[Begin]
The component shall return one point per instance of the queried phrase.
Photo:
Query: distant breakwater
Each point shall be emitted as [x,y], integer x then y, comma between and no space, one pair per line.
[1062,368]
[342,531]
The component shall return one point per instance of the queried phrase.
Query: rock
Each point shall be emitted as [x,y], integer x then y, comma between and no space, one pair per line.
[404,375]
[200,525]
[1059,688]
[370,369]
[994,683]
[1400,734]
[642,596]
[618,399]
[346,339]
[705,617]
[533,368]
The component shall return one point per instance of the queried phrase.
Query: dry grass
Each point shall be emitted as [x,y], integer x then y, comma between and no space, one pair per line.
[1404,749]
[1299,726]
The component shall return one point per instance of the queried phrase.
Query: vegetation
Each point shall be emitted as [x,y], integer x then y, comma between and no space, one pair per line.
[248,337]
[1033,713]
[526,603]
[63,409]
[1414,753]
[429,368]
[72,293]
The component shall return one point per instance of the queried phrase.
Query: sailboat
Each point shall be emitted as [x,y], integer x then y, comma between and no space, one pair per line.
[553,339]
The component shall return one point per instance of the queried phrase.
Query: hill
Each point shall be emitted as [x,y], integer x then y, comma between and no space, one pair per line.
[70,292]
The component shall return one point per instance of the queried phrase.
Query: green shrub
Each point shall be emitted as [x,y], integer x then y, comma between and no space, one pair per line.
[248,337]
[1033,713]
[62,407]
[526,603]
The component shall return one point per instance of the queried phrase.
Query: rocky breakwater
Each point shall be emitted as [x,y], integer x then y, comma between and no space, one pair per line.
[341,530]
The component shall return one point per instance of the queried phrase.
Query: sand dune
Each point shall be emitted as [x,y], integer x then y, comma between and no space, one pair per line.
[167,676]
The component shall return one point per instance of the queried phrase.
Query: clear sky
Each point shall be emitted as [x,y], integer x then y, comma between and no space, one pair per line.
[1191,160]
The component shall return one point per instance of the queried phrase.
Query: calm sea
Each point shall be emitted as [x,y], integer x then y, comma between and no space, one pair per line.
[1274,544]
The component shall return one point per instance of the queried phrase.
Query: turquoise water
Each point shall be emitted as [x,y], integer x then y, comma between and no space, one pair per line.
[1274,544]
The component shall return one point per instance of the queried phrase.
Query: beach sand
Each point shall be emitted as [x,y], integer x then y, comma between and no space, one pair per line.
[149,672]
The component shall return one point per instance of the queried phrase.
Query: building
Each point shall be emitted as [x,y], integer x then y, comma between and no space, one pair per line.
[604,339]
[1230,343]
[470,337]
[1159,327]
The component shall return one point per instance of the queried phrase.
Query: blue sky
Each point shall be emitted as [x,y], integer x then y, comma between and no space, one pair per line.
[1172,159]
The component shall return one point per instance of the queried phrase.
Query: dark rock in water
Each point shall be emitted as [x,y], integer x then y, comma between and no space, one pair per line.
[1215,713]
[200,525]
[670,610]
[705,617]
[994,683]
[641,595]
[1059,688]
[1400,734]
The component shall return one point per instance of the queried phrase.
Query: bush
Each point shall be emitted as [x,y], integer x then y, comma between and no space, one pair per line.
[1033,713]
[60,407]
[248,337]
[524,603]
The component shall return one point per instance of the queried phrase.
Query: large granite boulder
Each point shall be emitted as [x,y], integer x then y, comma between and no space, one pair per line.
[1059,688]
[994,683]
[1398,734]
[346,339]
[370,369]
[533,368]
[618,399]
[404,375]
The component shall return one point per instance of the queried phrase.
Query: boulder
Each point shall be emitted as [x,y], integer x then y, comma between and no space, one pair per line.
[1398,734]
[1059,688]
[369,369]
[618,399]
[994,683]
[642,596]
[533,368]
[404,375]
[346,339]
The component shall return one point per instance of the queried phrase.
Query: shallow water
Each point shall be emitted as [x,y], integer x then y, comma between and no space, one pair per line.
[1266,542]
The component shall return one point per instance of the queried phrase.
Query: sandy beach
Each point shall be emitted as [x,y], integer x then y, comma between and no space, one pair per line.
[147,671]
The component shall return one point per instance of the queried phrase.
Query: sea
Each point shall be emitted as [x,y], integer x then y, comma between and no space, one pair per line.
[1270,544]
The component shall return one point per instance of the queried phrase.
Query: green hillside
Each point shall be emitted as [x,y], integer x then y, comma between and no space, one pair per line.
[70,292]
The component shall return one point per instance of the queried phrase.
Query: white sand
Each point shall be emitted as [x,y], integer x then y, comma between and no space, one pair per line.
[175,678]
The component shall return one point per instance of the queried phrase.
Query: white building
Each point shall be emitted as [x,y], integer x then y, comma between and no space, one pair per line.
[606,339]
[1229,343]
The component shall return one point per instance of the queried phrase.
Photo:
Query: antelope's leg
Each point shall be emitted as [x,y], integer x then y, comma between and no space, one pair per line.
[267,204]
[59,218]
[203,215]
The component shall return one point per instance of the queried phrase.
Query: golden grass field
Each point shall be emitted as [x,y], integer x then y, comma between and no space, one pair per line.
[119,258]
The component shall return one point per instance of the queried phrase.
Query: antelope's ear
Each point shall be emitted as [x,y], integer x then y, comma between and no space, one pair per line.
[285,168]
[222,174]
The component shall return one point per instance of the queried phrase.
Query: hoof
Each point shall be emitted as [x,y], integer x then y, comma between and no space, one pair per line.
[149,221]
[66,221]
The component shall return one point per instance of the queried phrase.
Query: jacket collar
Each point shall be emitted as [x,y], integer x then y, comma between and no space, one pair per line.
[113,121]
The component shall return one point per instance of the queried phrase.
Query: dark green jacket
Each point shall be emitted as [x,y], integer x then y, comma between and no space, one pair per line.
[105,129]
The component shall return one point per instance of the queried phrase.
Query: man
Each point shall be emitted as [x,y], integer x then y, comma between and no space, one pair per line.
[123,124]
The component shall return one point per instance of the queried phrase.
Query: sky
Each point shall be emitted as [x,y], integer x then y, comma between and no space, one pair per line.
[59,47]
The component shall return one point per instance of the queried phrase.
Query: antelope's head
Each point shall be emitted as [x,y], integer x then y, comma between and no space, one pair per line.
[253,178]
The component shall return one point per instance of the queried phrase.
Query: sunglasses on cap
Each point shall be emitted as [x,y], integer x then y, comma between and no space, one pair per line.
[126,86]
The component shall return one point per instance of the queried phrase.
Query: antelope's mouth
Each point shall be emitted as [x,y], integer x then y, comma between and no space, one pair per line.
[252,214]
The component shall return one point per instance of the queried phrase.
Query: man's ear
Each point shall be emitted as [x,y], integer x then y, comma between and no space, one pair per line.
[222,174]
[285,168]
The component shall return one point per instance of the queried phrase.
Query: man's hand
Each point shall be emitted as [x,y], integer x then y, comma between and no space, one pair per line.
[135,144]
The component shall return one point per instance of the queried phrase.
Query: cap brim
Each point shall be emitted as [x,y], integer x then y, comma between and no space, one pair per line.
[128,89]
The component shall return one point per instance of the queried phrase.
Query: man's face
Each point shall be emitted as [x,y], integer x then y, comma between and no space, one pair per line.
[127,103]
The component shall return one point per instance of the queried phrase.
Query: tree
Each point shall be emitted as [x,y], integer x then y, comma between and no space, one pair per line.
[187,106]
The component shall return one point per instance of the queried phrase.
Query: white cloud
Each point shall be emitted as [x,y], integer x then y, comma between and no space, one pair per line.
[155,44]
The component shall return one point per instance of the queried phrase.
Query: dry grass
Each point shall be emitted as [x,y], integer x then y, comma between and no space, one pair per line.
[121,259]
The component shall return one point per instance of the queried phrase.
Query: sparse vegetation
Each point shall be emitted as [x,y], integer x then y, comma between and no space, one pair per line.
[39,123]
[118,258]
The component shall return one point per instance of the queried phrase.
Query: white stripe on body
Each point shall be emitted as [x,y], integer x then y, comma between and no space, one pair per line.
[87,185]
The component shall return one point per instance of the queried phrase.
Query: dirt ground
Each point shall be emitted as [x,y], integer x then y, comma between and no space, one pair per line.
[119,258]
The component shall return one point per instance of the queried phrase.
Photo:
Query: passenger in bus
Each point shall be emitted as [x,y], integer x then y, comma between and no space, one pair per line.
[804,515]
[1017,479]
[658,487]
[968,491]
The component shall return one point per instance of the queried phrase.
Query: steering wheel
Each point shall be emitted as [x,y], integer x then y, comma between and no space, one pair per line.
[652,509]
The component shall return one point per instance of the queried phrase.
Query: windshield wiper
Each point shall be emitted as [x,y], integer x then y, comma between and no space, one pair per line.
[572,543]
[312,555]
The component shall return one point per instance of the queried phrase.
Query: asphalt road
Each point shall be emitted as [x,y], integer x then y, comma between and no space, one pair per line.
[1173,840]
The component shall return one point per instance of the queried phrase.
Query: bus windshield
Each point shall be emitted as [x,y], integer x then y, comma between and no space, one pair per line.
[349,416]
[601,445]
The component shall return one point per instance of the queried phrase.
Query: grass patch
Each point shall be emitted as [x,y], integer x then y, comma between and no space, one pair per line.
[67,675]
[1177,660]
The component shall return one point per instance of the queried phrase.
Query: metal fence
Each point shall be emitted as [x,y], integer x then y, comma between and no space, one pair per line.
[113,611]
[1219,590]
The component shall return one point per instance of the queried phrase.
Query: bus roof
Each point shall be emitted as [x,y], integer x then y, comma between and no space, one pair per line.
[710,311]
[End]
BRIEF:
List every line in the rows above that contains the word "white".

CORRECT RESULT:
Query: white sand
Query: white building
Query: white cloud
Query: white stripe on body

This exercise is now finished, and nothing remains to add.